#### Problem description:
Transcribe the records in their entirety, exactly as given.

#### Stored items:
*** Begin section ***

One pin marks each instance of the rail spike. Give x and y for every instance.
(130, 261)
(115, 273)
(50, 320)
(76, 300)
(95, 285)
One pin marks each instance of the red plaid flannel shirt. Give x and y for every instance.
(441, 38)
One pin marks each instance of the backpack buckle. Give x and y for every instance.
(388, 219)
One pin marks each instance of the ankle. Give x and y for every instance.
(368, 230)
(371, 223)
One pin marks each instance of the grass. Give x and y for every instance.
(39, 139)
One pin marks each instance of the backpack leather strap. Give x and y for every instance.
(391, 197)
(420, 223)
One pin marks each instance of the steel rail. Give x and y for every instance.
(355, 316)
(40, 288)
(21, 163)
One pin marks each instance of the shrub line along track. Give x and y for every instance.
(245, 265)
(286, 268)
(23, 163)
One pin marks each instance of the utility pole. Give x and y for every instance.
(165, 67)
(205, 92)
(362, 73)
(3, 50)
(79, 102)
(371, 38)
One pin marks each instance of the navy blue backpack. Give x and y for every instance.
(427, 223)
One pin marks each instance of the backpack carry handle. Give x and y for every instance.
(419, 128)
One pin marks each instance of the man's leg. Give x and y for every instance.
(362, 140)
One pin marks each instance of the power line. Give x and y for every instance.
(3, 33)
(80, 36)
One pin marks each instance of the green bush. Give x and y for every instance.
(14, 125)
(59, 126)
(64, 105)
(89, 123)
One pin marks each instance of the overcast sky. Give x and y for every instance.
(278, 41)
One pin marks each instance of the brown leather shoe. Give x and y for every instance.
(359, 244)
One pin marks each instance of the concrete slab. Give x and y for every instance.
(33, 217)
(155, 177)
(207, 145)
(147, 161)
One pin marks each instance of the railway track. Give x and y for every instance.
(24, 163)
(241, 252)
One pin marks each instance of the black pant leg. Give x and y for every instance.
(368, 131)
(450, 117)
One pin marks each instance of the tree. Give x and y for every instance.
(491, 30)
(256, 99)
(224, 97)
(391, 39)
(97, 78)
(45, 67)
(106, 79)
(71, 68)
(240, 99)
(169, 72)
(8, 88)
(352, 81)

*** End section ***

#### Result for this exercise:
One pin marks each instance of the rail spike. Give x and y for every instance.
(130, 261)
(115, 273)
(50, 320)
(76, 300)
(95, 285)
One pin marks each instance of the red plaid flannel shirt. Give x and y for every instance.
(441, 38)
One pin marks each instance of the backpack buckle. Give x and y for every instance.
(388, 219)
One pin marks each instance of the ankle. Give x and y for every instance.
(368, 230)
(371, 223)
One pin marks each instance of the grass. Give x and y for every instance.
(39, 139)
One pin marks each instance of the backpack leather strap. Give x and y for every instance.
(391, 197)
(420, 223)
One pin marks each instance of the steel rail. Give x and y for every instance.
(355, 316)
(40, 288)
(21, 163)
One pin marks each instance of the shrub line along track. Give x and y for every instance.
(245, 265)
(286, 268)
(23, 163)
One pin marks each instance of the utility pole. Give x and y for every instance.
(165, 67)
(205, 92)
(362, 73)
(3, 50)
(79, 102)
(371, 38)
One pin marks each instance of the navy blue backpack. Give x and y for every instance.
(427, 223)
One pin marks each instance of the backpack carry handle. Give x and y for every instance.
(419, 128)
One pin marks each instance of the man's leg. Give x and y for every instance.
(362, 140)
One pin marks each instance of the power line. Give x and y for every instance.
(3, 33)
(80, 36)
One pin marks each instance of the green bush. Give x and y for every instance.
(14, 125)
(59, 126)
(64, 105)
(89, 123)
One pin marks each instance of the overcast sky. Give x and y for every instance.
(278, 41)
One pin marks each instance of the brown leather shoe. Give x and y for every instance.
(359, 244)
One pin marks each instance of the concrete slab. Give x and y for every instance.
(33, 217)
(155, 177)
(207, 145)
(147, 161)
One pin marks each instance of the railway track. Give x and y for every instance.
(24, 163)
(241, 252)
One pin marks each instance of the black pant leg. Give x and y for every instance.
(368, 131)
(450, 117)
One pin marks each instance of the tree. Give x and y for every instance.
(491, 30)
(256, 99)
(224, 97)
(391, 39)
(97, 78)
(45, 67)
(106, 79)
(71, 68)
(240, 99)
(169, 72)
(8, 88)
(352, 81)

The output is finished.